> [Instructions to follow] Transcribe all of the records precisely as they are presented.
:::
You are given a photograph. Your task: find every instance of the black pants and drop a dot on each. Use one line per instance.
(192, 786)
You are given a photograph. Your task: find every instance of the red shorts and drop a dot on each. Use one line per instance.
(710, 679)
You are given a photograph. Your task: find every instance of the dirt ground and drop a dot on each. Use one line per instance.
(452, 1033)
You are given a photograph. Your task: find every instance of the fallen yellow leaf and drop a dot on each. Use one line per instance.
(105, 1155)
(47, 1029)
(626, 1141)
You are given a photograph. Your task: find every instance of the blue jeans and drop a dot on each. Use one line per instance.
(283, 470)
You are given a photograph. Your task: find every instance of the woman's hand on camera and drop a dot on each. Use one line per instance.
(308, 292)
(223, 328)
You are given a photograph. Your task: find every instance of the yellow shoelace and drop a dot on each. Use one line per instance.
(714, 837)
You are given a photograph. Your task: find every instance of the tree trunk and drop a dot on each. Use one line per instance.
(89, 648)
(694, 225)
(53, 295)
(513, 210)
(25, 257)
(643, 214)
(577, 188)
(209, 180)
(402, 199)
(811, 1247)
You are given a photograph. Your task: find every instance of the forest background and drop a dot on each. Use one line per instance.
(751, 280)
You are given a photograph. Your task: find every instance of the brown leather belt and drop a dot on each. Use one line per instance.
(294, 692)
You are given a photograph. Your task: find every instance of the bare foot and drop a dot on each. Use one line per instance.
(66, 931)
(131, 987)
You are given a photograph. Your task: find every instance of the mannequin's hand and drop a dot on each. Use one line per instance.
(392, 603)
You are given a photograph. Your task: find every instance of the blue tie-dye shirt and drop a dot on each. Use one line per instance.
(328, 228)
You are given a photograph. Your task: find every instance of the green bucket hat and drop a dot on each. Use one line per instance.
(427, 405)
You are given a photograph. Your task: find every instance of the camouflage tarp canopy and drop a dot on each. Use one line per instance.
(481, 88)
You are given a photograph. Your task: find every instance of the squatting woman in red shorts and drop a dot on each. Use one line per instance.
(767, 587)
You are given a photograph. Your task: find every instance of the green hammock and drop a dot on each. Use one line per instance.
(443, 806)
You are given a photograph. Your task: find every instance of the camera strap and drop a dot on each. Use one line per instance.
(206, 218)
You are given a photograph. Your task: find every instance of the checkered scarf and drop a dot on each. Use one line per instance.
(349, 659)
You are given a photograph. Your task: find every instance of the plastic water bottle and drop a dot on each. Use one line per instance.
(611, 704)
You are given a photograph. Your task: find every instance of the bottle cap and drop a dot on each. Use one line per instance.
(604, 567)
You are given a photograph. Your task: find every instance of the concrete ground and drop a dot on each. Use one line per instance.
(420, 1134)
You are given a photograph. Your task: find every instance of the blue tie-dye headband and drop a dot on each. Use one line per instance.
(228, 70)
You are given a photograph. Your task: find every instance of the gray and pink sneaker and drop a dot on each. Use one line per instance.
:::
> [Response]
You are given a photograph. Your task: find every instance of the black pants and drop a dot on each. Use one line per instance.
(192, 786)
You are given a photograph. Your task: find every instance of the red shorts and drop a dot on each. Use one line per instance.
(710, 679)
You are given a photograph. Your task: find every instance of the dirt ground and drop a dot on each. Use one line per instance.
(452, 1033)
You are given a photograph. Your task: find every instance of the fallen yellow leaf and drop a dot on each. Use one line per instance.
(105, 1155)
(47, 1029)
(626, 1141)
You are given a photograph. Your task: find every instance of the blue jeans and drop a dot on each. Use one line per instance.
(283, 470)
You are given a photograph. Your task: find every instance of the woman's hand on camera and drop a dot on each. Use one line per instance.
(308, 292)
(223, 328)
You are given a photograph. Your task: find every instance of the yellow shoelace and drop a dot on each. Use one line per instance.
(714, 837)
You are given a photograph. Your task: find every instance of the tree trunk and drop a dot on each. Use one line per instance.
(89, 648)
(694, 225)
(53, 295)
(513, 210)
(25, 257)
(643, 214)
(577, 188)
(209, 180)
(402, 199)
(811, 1247)
You are given a photograph. Your task: find every instance of the forest background and drop a dot on each. Use one line per instance.
(751, 280)
You are given a photograph. Your task: find every instance of the brown leather belt and drop a dot on each. Use one line per instance.
(294, 692)
You are given a photograph. Your task: find every instance of the bare foot and drop a dot on each. Use one line per instance.
(66, 931)
(131, 987)
You are given a photograph. Your task: find every instance of the mannequin's hand and drop a dot on each. Use one line per instance.
(392, 603)
You are given a photograph. Your task: find every instance of the blue tie-dye shirt and drop a dot on each. Use one line per instance.
(328, 228)
You are given a photograph. Your task: find every instance of the green bucket hat and drop a dot on each. Use one line per instance.
(427, 405)
You are given a photograph. Your task: find every instance of the camouflage tarp canopy and drop a dot on each. Use one line per instance.
(481, 88)
You are given a photograph. Your task: find every instance of the squatting woman in red shorts and drop a dot on each. Use one line per instance.
(767, 587)
You are given a photograph. Your task: find every instance of the green hammock and drop a dot on each. Use one line per instance.
(443, 806)
You are given a photograph. Your task: find every instance of the camera strap and drop a dot on each. Use one line per instance.
(206, 218)
You are given a photograph. Your task: find every instance of the checkered scarf and drop a dot on each. Use one line per instance.
(349, 659)
You are given a photograph. Your task: find every instance of the plastic water bottle and drop a dot on each. Use one line per instance.
(611, 704)
You are given a photograph. Your task: find every instance of the bottle cap and drop a dot on each. Use one line per instance.
(604, 567)
You are given a photograph. Your task: find every instance of the concrete ground and drop a dot on each. Use one line per instance.
(420, 1134)
You are given a photograph. Your task: find every instance of the blue tie-dye headband and drop a dot on each. Use one line per instance.
(228, 70)
You are given a photograph. Your task: find every instance of the gray and pink sneaker and drop a dot on each. Use one line per instance.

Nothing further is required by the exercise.